_TASKS_
a. Do these statements agree with the Elasticsearch shrink post? (i) The shard that cannot be allocated is a replica. (ii) The warm phase of the ILM policy shrinks the index to two shards. (iii) In the hot phase, rollover happens once the index reaches 90gb. For each, answer yes or no and quote the words from the post that decide it.
b. According to the Elasticsearch shrink post, why doesn't the _cluster/allocation/explain output appear under its heading? Answer in one to three sentences.
c. Write what comes next in the Elasticsearch shrink post, starting after the last line shown.

_SUPPLIED PASSAGE_
────────────────────────────────────────

Hi
The Health of my Index has turned yellow, seemingly because a replica shard cannot be allocated. This index has been created as part of the "shrink" action as defined in my ILM policy. The desired result is that the Index would have been shrunk and moved to the "warm" datanodes. I don't think that this can complete until all shards are assigned.
I'll post the output of _cluster/allocation/explain
, _cat/shards/<index>
, ILM policy, Index template and Elasticsearch logs below. Please let me know if you have any idea at all why this replica is now unassigned.
_cat/shards/shrink-filebeat-haproxy-production-2019.10.08-000001?v
index shard prirep state docs store ip node
shrink-filebeat-haproxy-production-2019.10.08-000001 0 p STARTED 132097605 90gb 10.0.16.212 es-dn-warm-3.core.ld5.phg.io
shrink-filebeat-haproxy-production-2019.10.08-000001 0 r STARTED 132097605 90.1gb 10.0.16.210 es-dn-warm-1.core.ld5.phg.io
shrink-filebeat-haproxy-production-2019.10.08-000001 0 r UNASSIGNED
_cluster/allocation/explain
Moved to comment as hit max body limit.
ILM policy:
{
"policy": {
"phases": {
"hot": {
"min_age": "0ms",
"actions": {
"rollover": {
"max_age": "30d",
"max_size": "90gb"
},
"set_priority": {
"priority": 100
}
}
},
"warm": {
"min_age": "30d",
"actions": {
"allocate": {
"include": {},
"exclude": {},
"require": {
"data": "warm"
}
},
"forcemerge": {
"max_num_segments": 1
},
"set_priority": {
"priority": 50
},
"shrink": {
"number_of_shards": 1
}
}
}
}
}
}
Index Template (some fields removed):
{
"settings": {
"index": {
"mapping": {
"total_fields": {
"limit": "10000"
}
},
"refresh_interval": "5s",
"blocks": {
"write": "true"
},
"provided_name": "filebeat-haproxy-production-2019.10.08-000001",
"query": {
...

────────────────────────────────────────

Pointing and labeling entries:
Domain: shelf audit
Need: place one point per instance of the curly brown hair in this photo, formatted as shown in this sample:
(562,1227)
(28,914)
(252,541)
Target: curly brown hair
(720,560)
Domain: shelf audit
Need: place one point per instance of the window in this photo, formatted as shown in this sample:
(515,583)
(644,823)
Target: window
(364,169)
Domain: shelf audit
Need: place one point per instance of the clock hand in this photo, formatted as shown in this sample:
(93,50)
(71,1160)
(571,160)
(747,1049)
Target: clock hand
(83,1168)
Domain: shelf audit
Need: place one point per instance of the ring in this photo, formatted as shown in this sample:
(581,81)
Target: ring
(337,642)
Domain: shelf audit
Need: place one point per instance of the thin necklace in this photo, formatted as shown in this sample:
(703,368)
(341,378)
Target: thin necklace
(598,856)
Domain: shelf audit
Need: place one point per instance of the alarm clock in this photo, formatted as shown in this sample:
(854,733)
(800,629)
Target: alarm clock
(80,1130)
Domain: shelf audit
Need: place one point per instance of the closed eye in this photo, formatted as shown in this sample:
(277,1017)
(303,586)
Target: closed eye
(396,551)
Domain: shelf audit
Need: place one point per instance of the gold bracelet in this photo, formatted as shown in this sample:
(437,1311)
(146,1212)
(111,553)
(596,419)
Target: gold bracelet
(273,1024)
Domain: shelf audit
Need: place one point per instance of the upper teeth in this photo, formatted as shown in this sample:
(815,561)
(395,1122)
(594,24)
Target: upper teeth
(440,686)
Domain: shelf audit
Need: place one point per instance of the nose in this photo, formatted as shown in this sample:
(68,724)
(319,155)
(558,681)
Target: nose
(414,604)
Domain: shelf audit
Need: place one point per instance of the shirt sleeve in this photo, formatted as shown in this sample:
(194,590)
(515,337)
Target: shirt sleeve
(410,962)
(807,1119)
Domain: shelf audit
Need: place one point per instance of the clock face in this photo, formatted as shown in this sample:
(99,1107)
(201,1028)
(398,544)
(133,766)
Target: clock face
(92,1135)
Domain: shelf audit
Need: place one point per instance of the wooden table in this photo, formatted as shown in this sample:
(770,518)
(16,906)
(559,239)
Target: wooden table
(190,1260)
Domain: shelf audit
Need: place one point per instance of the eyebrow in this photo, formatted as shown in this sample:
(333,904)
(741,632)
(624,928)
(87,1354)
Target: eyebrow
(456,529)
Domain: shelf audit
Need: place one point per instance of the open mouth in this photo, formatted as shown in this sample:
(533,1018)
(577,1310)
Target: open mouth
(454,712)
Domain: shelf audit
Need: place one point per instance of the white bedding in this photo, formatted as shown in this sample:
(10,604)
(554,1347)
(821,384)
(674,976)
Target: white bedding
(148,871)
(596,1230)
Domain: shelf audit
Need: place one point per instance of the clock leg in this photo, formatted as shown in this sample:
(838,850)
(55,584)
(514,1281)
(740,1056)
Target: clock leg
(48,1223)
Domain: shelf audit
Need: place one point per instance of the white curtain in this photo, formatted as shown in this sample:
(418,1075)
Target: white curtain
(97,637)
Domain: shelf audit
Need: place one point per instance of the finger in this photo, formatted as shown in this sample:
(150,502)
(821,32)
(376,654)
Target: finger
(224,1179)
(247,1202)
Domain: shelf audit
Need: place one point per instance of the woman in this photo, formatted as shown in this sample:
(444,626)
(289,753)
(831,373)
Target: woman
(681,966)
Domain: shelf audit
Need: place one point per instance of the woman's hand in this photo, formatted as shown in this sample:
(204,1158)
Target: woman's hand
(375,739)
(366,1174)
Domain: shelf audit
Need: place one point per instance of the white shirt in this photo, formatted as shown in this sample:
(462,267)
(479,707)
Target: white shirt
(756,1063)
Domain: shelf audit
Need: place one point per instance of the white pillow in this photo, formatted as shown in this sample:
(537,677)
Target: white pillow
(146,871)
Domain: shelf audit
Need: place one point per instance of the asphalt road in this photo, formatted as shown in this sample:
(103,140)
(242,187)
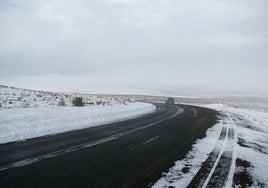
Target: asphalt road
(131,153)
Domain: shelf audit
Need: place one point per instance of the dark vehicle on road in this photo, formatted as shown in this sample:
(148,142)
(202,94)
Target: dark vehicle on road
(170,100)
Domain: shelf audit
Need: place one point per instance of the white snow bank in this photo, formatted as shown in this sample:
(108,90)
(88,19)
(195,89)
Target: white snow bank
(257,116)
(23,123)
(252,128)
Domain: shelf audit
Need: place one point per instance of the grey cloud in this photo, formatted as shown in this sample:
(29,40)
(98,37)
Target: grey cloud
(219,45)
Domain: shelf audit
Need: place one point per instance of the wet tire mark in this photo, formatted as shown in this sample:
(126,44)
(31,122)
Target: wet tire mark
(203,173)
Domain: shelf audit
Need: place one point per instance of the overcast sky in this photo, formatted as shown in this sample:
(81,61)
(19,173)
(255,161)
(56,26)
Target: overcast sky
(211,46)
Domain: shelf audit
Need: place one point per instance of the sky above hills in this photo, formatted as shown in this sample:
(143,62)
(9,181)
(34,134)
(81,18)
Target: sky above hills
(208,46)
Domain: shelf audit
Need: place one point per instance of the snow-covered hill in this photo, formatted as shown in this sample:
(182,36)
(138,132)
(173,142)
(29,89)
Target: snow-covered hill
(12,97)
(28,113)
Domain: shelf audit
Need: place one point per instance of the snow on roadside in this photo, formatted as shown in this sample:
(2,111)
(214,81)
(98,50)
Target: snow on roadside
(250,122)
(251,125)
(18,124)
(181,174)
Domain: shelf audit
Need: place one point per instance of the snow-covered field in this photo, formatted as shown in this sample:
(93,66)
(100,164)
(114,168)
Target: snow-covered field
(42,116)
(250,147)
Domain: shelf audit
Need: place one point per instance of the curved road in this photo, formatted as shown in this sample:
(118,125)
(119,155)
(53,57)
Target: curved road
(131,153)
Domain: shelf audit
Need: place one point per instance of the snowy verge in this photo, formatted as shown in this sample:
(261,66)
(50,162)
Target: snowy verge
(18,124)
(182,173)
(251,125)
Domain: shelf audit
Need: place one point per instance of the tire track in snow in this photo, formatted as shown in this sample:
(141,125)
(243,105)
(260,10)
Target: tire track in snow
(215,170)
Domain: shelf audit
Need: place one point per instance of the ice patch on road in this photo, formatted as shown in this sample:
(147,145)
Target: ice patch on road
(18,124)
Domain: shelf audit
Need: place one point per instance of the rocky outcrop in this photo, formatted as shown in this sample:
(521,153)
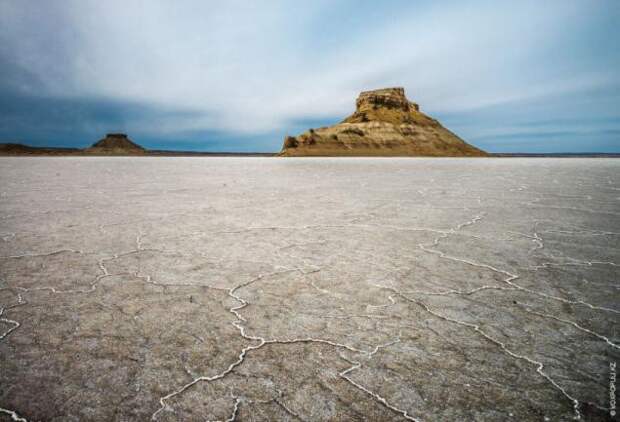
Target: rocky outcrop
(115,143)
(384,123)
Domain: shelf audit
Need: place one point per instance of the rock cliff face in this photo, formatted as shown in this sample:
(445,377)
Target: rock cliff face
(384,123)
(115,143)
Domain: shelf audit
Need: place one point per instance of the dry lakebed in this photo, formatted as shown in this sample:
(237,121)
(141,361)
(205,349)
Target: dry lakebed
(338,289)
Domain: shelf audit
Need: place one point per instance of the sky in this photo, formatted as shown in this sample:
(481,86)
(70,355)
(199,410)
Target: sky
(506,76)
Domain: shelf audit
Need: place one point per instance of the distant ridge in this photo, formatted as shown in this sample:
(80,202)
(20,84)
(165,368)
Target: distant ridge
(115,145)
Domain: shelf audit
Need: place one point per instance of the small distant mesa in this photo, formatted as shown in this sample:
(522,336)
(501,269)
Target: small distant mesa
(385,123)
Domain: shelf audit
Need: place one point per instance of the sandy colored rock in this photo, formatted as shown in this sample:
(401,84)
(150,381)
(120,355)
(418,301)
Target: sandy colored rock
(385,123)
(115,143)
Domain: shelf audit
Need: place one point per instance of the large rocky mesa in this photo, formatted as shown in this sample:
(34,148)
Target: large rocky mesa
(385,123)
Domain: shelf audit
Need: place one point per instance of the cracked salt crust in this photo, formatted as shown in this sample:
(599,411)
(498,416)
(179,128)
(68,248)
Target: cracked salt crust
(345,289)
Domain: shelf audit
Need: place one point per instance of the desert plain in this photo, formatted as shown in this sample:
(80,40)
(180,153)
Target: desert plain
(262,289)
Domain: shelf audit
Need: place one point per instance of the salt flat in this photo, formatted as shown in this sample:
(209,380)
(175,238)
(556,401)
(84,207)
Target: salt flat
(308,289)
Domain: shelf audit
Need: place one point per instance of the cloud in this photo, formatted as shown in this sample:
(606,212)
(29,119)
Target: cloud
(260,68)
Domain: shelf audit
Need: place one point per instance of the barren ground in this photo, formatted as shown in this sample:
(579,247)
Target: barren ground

────────────────────────────────────────

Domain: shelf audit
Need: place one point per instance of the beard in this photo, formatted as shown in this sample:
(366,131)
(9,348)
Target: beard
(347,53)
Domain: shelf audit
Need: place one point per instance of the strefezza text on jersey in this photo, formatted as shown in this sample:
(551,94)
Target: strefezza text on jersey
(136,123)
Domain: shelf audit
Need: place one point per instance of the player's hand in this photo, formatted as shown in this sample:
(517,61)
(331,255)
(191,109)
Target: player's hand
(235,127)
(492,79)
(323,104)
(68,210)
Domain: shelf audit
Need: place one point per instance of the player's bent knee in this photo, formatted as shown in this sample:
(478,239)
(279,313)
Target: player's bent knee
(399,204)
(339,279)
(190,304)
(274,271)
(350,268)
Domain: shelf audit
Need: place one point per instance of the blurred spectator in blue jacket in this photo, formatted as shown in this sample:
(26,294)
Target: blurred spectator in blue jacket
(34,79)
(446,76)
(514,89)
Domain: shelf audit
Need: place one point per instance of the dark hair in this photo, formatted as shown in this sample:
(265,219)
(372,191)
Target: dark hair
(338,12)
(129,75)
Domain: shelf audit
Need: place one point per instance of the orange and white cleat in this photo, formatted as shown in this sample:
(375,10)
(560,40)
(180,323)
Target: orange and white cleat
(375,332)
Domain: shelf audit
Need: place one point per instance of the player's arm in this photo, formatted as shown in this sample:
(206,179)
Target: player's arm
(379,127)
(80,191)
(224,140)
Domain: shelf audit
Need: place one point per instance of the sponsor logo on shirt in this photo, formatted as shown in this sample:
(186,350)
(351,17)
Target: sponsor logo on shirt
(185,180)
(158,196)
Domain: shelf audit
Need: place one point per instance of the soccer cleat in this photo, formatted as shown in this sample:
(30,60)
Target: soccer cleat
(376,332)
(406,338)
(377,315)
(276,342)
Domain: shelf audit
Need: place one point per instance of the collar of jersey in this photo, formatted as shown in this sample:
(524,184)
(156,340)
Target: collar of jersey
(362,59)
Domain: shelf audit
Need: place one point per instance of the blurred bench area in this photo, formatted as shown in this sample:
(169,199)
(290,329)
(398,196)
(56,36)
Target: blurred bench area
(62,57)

────────────────────────────────────────

_ANSWERS BELOW_
a.
(i) Yes: "seemingly because a replica shard cannot be allocated"
(ii) No: "number_of_shards": 1
(iii) Yes: "max_size": "90gb"

b. The output was moved to a comment because the post hit the maximum body limit.

c.
}
"creation_date": "1570537372676",
"priority": "50",
"number_of_replicas": "2",
"uuid": "***",
"version": {
"created": "7030099"
},
"lifecycle": {
"name": "filebeat-haproxy-production-ilm-policy",
"rollover_alias": "filebeat-haproxy-production-ilm-alias",
"indexing_complete": "true"
},
"codec": "best_compression",
"routing": {
"allocation": {
"require": {
"data": "warm",
"_id": "***"
}
}
},
"number_of_shards": "3",
"shard": {
"check_on_startup": "checksum"
}
}
},
Elasticsearch Logs (From datanode which is failing to allocated replica)
Moved to comment as hit max body limit.
Things that I've tried:
- Ran
POST /_cluster/reroute?retry_failed=true
to try and retry the shard allocation. Shard turns to INITIALIZATION state then moves back to UNASSIGNED after a short period of time. Above Elasticsearch log error is noticed once INITIALIZATION has failed. - Set
cluster.routing.allocation.enable": "none"
. Tried to manually allocate the replica using the/_cluster/reroute
API. Then renabled shard allocation. Same failure.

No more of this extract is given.